**WORK TO COMPLETE**
[a] Duplicate the passage from the Game Center CX episode guide from "Game Center CX Season" up to and including "to the end.".
[b] For each statement, say yes or no to whether it agrees with the Game Center CX episode guide, and quote the exact words that decide it: (i) The sequel to Genpei Touma Den was released in America as "Samurai Ghost." (ii) Arino gets past the skeleton midboss on his first attempt. (iii) The game's hero, Kagekiyo, is an undead samurai.

April 10th, 2007 | Feature
The Game Center CX Episode Guide
The front-to-back tribute to the Japanese TV show that flies in the face of Nintendo's epilepsy warnings.

 

Game Center CX Season 11 – Back to Contents
#85

A Crisis in Kamakura! "Genpei Touma Den"

Chousen

Arino’s back in the saddle, and this time he’s tackling the PC Engine game Genpei Touma Den, a Namco action game from the arcades (renamed "The Genji and the Heike Clans" in Namco Museum Vol. 4, and its sequel came to America as the TurboGrafx game "Samurai Ghost"). In it, the undead samurai Kagekiyo traverses a very bizarre-looking Japan as he defeats creatures from the underworld. With a not-so-linear progression, Arino will have to stay sharp in his journey to get to the end.

The game begins in the first "Hell" level. Arino runs through, mowing down enemies until he enters a torii (shrine gate), and suddenly the game changes to "Big" mode, where the view zooms in and Arino can slash bad guys up close. Arino meets an animated skeleton midboss, but just as he deals the final blow, he’s killed too, and it’s an Game Over already. On the second try, he gets past the skeleton, and reaches another torii, which serves as the exit.

**SOURCE EXCERPT**

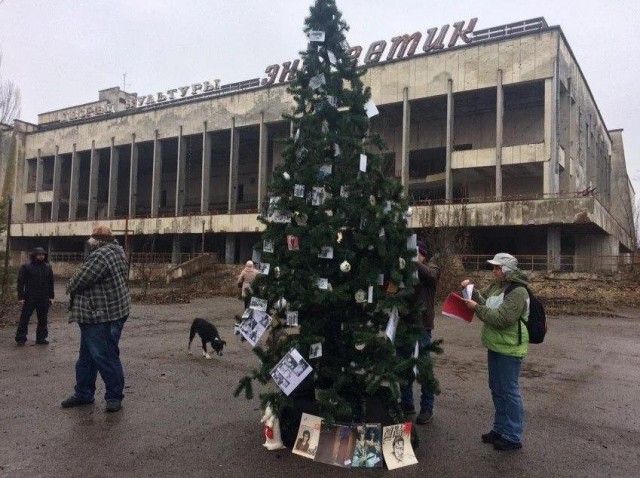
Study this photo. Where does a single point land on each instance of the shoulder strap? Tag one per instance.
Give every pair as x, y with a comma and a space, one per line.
510, 287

**ANSWERS**
[a]
Game Center CX Season 11 – Back to Contents
#85

A Crisis in Kamakura! "Genpei Touma Den"

Chousen

Arino’s back in the saddle, and this time he’s tackling the PC Engine game Genpei Touma Den, a Namco action game from the arcades (renamed "The Genji and the Heike Clans" in Namco Museum Vol. 4, and its sequel came to America as the TurboGrafx game "Samurai Ghost"). In it, the undead samurai Kagekiyo traverses a very bizarre-looking Japan as he defeats creatures from the underworld. With a not-so-linear progression, Arino will have to stay sharp in his journey to get to the end.

[b]
(i) Yes: "its sequel came to America as the TurboGrafx game "Samurai Ghost""
(ii) No: "On the second try, he gets past the skeleton"
(iii) Yes: "the undead samurai Kagekiyo traverses a very bizarre-looking Japan"